● Information shown
● ● ● ●

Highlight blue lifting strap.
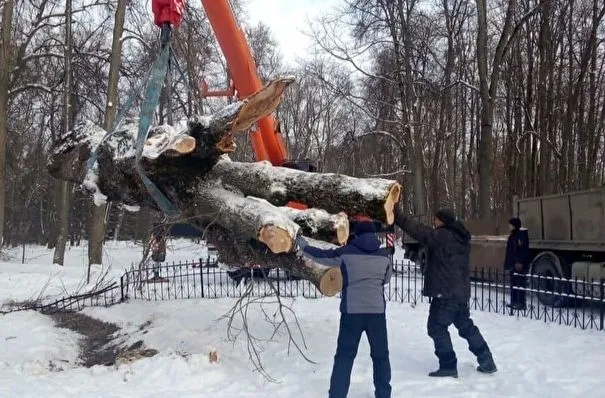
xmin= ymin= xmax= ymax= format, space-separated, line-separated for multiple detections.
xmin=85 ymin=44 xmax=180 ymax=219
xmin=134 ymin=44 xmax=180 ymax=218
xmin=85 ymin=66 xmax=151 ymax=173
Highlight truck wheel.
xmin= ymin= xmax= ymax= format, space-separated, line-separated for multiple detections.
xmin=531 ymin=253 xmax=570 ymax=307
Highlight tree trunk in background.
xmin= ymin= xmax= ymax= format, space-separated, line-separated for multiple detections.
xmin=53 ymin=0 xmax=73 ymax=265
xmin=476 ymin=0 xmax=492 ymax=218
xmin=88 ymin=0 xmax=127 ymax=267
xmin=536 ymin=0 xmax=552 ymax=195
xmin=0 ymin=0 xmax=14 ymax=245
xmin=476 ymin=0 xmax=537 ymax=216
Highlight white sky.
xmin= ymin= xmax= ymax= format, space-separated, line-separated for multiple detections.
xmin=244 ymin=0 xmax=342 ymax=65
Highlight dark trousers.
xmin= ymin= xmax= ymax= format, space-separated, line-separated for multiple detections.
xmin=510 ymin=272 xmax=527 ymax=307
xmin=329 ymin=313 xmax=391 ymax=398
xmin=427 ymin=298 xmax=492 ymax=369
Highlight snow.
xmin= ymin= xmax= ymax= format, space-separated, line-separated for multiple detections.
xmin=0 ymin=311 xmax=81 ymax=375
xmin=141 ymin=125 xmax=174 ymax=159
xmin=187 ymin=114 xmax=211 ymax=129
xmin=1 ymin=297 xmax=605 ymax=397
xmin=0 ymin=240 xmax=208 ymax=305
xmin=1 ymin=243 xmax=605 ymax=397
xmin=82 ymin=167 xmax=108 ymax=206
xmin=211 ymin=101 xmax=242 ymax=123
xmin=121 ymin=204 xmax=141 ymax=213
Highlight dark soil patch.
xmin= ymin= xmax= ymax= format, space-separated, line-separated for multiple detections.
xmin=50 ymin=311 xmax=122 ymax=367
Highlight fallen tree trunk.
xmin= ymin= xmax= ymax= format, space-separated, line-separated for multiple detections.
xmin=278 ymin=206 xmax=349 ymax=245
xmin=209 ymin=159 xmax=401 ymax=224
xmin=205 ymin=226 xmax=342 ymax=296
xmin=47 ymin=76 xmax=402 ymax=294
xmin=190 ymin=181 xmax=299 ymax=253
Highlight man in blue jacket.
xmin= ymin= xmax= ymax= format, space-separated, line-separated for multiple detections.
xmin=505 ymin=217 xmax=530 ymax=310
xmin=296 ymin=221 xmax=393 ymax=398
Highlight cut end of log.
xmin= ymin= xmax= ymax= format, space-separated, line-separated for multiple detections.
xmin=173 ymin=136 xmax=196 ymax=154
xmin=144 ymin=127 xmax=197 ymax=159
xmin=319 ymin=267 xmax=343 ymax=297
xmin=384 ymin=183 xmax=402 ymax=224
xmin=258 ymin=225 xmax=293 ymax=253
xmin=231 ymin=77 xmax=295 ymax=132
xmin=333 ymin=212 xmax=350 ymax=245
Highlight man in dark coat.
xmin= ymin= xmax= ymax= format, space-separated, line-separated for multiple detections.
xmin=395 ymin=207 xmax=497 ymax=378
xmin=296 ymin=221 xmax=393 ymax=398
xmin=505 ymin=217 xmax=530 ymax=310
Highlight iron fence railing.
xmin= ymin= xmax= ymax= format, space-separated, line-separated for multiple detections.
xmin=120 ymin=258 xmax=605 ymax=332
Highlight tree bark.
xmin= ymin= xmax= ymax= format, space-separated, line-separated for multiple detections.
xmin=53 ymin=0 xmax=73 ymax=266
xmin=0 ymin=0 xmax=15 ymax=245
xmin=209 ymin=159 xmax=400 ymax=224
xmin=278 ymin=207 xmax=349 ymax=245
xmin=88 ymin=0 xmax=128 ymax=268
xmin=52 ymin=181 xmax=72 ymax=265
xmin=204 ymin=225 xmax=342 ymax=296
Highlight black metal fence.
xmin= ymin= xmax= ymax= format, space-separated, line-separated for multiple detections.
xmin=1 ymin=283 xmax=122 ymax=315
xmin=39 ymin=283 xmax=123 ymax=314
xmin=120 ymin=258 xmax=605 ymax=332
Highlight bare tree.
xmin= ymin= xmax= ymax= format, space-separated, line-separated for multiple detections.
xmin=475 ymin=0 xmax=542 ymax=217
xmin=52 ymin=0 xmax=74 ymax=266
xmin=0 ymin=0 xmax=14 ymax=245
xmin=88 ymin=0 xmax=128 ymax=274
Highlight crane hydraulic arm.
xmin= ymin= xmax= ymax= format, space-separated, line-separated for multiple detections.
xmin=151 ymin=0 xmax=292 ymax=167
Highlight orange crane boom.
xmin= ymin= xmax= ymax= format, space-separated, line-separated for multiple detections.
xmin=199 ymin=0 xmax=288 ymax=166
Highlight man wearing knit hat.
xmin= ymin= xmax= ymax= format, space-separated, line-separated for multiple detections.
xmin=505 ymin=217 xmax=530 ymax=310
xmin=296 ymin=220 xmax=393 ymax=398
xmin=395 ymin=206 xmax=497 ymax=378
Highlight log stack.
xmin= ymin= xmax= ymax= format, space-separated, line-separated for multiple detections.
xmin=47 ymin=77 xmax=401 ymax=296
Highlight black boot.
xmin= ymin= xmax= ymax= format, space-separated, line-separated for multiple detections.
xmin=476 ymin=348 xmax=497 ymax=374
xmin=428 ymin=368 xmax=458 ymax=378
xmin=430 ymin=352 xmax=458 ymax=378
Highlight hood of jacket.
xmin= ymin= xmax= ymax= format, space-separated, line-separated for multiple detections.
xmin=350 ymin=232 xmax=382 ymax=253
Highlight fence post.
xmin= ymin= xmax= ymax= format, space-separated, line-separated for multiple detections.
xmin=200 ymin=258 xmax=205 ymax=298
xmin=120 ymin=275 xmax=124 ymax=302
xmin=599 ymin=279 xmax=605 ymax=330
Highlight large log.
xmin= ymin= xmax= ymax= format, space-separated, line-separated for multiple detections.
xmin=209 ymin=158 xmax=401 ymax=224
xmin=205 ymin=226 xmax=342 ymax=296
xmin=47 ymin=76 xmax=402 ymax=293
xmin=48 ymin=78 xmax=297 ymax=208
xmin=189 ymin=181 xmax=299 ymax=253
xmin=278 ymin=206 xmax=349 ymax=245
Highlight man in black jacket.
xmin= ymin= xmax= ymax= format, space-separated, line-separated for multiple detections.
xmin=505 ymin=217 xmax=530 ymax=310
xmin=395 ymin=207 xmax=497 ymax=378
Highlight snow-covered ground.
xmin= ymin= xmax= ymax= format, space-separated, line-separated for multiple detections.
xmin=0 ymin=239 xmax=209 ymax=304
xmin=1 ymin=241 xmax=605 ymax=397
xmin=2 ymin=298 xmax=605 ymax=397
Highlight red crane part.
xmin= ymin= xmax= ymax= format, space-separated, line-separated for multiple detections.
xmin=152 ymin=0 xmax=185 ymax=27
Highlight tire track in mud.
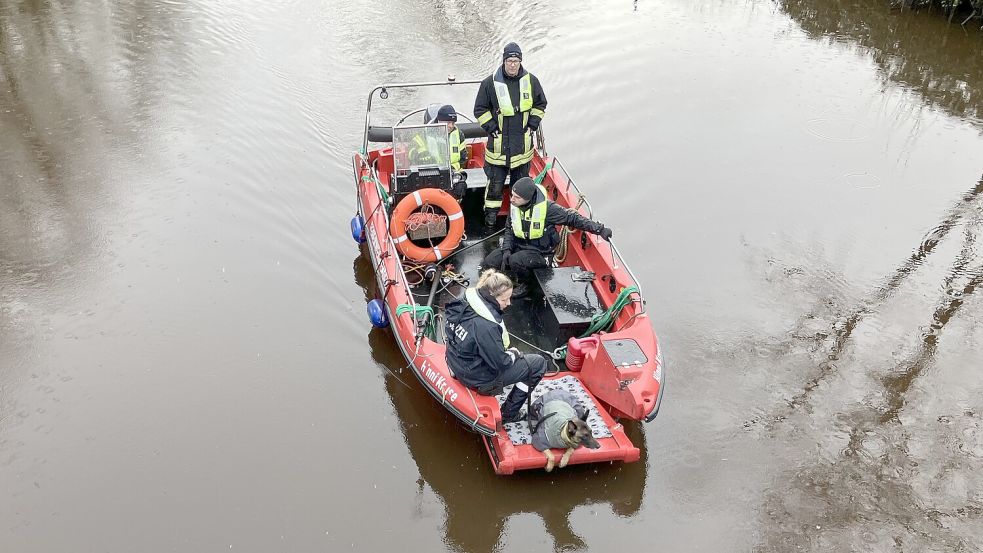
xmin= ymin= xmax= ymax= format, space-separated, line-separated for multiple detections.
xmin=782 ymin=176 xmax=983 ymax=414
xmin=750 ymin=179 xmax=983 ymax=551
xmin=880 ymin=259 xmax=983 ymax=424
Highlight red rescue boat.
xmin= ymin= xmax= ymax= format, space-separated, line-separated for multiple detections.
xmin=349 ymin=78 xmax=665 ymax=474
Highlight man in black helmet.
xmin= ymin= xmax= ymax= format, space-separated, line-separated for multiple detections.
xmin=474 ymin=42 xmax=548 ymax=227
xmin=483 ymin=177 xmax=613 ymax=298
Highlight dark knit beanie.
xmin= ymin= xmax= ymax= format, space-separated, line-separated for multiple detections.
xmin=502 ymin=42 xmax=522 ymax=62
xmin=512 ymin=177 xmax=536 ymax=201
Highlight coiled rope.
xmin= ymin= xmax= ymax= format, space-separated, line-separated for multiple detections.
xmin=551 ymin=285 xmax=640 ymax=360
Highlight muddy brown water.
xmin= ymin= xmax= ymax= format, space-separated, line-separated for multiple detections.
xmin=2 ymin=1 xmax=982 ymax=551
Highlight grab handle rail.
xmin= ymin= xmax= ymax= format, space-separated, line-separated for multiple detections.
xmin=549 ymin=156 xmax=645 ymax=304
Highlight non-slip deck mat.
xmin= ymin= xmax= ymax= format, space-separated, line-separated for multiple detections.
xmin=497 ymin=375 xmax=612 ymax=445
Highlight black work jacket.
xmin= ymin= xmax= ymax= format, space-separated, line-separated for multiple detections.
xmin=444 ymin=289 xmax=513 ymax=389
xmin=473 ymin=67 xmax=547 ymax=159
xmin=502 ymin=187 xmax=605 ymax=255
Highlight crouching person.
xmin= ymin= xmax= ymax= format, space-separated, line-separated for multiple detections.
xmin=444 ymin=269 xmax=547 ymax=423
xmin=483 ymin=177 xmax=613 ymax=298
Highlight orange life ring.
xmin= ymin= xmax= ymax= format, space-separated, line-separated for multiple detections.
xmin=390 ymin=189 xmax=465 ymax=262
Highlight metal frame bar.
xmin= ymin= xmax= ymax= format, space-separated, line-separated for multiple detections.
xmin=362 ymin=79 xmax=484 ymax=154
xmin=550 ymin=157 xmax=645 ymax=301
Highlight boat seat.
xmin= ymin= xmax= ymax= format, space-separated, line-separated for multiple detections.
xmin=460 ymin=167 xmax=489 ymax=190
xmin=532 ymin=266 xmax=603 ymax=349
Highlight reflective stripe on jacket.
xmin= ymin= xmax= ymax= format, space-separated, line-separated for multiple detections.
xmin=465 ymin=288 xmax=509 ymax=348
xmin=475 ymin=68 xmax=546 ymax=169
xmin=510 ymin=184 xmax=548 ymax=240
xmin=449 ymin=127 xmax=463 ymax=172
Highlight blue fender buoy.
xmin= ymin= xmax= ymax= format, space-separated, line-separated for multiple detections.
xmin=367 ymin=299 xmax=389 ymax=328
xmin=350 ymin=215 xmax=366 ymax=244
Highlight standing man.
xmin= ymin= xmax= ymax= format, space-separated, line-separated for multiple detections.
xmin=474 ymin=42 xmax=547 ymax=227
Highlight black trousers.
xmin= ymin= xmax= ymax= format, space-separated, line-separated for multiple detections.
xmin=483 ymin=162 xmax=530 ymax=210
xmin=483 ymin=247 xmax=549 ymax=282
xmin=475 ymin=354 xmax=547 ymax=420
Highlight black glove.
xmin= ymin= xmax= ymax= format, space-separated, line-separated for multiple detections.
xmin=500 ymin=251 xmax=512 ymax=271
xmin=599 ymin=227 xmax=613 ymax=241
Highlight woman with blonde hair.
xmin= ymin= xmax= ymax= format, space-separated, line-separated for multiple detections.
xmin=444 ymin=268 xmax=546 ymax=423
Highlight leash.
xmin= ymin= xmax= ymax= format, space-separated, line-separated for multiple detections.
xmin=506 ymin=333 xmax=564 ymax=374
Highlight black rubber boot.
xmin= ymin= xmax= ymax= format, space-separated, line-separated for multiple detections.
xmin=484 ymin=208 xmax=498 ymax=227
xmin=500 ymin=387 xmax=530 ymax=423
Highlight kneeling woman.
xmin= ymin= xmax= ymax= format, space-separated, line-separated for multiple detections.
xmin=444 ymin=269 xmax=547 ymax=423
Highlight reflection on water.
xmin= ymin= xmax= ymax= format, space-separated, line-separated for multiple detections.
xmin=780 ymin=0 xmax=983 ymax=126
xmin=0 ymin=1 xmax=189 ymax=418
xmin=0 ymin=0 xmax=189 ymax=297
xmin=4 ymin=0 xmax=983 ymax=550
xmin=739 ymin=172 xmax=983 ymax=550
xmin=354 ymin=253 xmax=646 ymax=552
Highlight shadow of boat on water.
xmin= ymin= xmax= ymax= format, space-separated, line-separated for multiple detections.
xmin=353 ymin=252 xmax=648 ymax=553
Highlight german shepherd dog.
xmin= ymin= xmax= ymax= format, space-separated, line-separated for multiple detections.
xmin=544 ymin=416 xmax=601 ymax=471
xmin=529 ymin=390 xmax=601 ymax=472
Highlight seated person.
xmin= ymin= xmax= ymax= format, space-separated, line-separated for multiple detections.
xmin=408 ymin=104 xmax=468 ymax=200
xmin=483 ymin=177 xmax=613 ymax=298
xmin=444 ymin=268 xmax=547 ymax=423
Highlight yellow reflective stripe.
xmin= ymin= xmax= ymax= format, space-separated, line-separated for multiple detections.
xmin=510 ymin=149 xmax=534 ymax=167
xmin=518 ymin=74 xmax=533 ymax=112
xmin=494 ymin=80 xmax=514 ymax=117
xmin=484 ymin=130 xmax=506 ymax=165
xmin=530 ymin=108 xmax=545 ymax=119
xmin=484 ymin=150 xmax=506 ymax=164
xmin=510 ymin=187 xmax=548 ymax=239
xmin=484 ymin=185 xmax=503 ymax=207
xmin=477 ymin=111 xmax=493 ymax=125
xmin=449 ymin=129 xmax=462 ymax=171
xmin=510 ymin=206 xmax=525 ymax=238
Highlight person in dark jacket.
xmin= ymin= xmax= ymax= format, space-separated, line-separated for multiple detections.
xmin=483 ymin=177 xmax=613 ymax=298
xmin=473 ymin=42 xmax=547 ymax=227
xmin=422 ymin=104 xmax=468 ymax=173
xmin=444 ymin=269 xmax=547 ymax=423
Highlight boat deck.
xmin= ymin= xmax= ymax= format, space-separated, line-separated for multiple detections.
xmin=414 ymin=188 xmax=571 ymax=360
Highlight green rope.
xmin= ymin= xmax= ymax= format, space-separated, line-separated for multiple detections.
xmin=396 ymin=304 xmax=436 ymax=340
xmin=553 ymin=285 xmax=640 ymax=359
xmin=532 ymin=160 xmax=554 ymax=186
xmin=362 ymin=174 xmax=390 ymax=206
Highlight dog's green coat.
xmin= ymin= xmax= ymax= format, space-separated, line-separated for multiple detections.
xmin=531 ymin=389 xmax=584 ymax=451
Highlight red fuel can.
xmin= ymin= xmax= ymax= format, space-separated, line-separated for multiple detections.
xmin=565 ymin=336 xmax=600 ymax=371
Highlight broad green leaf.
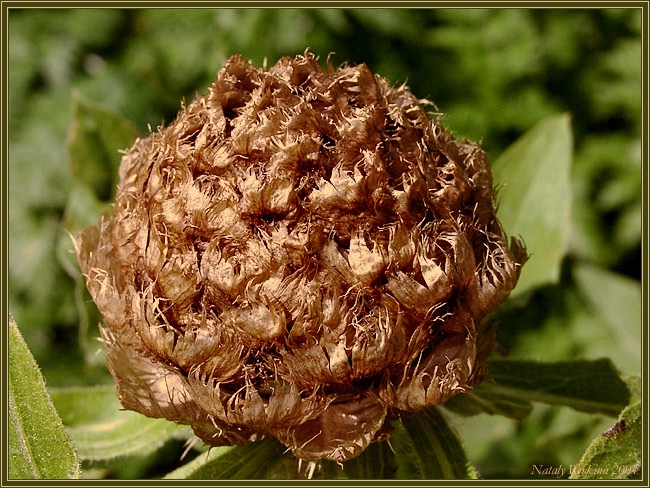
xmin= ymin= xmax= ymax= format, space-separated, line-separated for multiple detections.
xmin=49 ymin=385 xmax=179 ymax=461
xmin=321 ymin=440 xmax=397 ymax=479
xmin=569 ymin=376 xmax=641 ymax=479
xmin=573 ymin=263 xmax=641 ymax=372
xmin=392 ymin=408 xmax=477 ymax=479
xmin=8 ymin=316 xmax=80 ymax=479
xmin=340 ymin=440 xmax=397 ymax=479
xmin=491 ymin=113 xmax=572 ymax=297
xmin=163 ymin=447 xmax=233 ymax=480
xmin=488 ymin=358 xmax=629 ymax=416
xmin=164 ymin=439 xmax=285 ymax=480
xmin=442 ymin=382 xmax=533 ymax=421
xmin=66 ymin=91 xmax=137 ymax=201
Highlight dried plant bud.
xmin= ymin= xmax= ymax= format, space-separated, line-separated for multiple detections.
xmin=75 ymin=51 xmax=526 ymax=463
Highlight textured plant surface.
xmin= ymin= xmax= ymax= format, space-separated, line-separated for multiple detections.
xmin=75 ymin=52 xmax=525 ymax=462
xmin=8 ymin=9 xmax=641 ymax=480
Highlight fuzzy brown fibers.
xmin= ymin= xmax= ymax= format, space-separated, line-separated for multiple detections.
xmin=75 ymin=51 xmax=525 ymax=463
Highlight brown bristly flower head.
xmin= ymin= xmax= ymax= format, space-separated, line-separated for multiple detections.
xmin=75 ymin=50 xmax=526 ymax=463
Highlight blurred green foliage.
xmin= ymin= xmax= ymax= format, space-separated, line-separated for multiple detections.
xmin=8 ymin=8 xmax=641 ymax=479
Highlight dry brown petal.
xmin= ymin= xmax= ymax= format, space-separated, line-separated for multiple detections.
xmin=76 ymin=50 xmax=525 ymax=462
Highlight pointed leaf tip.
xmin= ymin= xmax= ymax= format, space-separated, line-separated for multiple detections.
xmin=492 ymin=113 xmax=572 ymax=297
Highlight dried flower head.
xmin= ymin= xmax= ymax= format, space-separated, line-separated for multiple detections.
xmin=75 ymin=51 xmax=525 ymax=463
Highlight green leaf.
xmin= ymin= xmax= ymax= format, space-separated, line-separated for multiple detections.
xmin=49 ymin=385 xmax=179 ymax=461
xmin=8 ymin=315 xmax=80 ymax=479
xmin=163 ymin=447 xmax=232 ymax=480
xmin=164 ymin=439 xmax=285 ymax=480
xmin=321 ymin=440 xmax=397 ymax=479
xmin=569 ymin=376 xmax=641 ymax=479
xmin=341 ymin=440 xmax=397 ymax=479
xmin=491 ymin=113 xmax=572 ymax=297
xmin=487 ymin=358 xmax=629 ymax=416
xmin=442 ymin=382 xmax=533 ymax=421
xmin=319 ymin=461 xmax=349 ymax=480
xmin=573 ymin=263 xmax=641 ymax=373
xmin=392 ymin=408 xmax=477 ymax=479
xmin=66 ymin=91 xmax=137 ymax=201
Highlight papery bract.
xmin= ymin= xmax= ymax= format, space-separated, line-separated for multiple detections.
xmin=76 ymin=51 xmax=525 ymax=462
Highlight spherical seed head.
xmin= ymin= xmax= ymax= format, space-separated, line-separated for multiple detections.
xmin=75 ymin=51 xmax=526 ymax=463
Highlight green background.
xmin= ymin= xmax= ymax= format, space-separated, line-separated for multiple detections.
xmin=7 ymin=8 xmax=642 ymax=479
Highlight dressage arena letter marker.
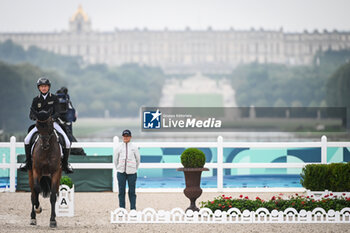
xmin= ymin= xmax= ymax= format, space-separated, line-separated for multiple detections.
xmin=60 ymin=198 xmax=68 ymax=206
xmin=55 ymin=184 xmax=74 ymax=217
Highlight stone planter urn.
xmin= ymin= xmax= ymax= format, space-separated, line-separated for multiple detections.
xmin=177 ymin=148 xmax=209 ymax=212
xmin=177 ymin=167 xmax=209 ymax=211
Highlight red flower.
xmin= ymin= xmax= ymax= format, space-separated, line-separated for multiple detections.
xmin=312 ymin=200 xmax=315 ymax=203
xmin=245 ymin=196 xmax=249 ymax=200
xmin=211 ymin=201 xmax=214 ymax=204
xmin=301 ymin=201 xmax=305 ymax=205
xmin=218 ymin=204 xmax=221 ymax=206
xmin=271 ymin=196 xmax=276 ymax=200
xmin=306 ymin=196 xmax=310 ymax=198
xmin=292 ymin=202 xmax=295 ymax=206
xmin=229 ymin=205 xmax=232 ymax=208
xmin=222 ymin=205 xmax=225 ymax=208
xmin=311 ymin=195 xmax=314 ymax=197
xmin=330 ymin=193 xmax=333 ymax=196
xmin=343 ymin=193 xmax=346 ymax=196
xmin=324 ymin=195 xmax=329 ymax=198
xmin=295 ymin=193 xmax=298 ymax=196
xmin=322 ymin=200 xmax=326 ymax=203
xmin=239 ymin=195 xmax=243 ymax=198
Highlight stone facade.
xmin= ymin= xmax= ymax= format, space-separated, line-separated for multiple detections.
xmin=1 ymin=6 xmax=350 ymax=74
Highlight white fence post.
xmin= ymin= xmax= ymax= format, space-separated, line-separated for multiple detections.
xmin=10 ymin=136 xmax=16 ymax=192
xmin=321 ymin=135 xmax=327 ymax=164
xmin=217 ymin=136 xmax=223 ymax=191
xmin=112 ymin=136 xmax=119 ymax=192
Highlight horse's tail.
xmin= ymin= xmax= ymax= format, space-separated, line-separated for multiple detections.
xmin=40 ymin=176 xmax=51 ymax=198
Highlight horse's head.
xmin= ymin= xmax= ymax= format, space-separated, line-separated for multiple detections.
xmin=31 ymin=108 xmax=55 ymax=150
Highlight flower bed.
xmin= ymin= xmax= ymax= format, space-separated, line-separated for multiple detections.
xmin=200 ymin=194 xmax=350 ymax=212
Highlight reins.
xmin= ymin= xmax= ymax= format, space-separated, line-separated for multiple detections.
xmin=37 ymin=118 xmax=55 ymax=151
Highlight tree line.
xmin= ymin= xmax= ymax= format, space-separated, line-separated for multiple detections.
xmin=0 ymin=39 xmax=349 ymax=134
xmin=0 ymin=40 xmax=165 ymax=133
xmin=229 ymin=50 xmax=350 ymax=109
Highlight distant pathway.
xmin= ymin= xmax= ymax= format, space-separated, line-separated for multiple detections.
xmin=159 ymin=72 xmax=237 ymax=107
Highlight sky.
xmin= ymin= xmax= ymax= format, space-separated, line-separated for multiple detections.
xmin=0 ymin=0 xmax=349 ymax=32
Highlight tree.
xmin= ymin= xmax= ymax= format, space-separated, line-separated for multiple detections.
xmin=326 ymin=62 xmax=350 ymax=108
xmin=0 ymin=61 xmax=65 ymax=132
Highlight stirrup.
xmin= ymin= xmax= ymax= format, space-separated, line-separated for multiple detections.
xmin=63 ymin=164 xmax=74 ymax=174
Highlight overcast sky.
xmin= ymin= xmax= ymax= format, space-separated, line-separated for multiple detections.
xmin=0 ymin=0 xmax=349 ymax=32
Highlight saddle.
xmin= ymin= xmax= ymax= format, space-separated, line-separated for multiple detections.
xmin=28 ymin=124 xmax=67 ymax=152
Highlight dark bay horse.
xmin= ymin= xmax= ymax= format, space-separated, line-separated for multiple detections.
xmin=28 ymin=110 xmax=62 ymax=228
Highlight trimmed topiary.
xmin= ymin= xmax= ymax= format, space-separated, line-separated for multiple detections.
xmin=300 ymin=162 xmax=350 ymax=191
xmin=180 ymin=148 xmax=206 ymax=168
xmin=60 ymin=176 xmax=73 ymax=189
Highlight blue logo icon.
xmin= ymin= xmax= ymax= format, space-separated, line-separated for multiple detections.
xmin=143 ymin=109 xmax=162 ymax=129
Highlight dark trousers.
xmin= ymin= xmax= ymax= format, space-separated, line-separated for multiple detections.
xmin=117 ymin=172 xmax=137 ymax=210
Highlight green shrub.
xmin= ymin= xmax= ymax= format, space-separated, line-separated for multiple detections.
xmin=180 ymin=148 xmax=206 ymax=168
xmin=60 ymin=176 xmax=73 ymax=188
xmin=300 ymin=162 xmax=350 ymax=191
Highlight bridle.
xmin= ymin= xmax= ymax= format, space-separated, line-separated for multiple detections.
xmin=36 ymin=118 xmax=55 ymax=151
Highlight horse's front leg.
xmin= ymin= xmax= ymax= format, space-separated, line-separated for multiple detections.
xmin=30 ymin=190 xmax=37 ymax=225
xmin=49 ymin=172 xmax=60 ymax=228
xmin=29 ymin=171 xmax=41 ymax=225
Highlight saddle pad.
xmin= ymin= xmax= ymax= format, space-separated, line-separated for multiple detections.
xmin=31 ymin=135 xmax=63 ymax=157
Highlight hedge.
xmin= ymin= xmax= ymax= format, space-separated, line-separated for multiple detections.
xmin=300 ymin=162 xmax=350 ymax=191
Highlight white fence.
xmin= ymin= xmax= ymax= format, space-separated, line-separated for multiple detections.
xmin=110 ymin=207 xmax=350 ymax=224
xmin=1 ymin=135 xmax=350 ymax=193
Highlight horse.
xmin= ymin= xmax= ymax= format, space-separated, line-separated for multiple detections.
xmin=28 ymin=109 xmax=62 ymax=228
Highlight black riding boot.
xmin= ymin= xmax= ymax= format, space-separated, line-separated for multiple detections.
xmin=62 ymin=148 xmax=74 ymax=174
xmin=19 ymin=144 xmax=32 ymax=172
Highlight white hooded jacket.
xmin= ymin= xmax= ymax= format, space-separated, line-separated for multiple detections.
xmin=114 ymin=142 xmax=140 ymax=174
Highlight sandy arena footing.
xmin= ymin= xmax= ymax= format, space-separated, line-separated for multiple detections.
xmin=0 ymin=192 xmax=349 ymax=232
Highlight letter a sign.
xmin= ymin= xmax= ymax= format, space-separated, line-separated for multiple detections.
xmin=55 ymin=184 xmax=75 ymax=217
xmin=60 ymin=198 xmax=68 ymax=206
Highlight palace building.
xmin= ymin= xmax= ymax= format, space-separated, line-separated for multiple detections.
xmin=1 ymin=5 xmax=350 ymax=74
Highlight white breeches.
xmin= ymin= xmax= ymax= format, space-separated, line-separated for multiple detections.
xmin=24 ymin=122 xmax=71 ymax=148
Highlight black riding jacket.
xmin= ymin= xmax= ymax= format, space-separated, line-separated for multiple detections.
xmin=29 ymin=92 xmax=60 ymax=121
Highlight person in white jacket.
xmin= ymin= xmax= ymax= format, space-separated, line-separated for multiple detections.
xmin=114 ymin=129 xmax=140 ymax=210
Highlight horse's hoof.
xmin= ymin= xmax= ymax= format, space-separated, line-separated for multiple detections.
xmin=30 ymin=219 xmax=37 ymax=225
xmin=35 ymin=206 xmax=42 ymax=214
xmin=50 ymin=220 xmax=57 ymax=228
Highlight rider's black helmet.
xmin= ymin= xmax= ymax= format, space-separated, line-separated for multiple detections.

● ● ● ●

● Exercise requirements
Restate word for word the entries above, starting at the line with "Highlight grab handle rail." and ending at the line with "Highlight blue fender buoy.", inclusive, and no others.

● Task response
Highlight grab handle rail.
xmin= ymin= xmax= ymax= format, space-separated, line-separated for multiple detections.
xmin=549 ymin=156 xmax=645 ymax=304
Highlight non-slip deck mat.
xmin= ymin= xmax= ymax= format, space-separated, line-separated for multiple detections.
xmin=497 ymin=375 xmax=612 ymax=445
Highlight black work jacket.
xmin= ymin= xmax= ymax= format, space-separated, line-separated for multiple detections.
xmin=444 ymin=289 xmax=513 ymax=389
xmin=473 ymin=67 xmax=547 ymax=159
xmin=502 ymin=187 xmax=605 ymax=255
Highlight crouching person.
xmin= ymin= xmax= ymax= format, space-separated, line-separated for multiple detections.
xmin=444 ymin=269 xmax=547 ymax=423
xmin=483 ymin=177 xmax=613 ymax=298
Highlight orange life ring.
xmin= ymin= xmax= ymax= format, space-separated, line-separated for multiple detections.
xmin=390 ymin=189 xmax=465 ymax=262
Highlight metal frame bar.
xmin= ymin= xmax= ymax= format, space-separated, line-separated for multiple detections.
xmin=362 ymin=79 xmax=484 ymax=154
xmin=550 ymin=157 xmax=645 ymax=301
Highlight boat seat.
xmin= ymin= xmax= ymax= format, space-separated, line-separated for multiple detections.
xmin=460 ymin=167 xmax=489 ymax=190
xmin=532 ymin=266 xmax=603 ymax=349
Highlight reflective stripe on jacket.
xmin= ymin= xmax= ymax= format, space-separated, line-separated for multiple detections.
xmin=465 ymin=288 xmax=509 ymax=348
xmin=475 ymin=68 xmax=546 ymax=169
xmin=510 ymin=184 xmax=548 ymax=240
xmin=449 ymin=127 xmax=463 ymax=172
Highlight blue fender buoy.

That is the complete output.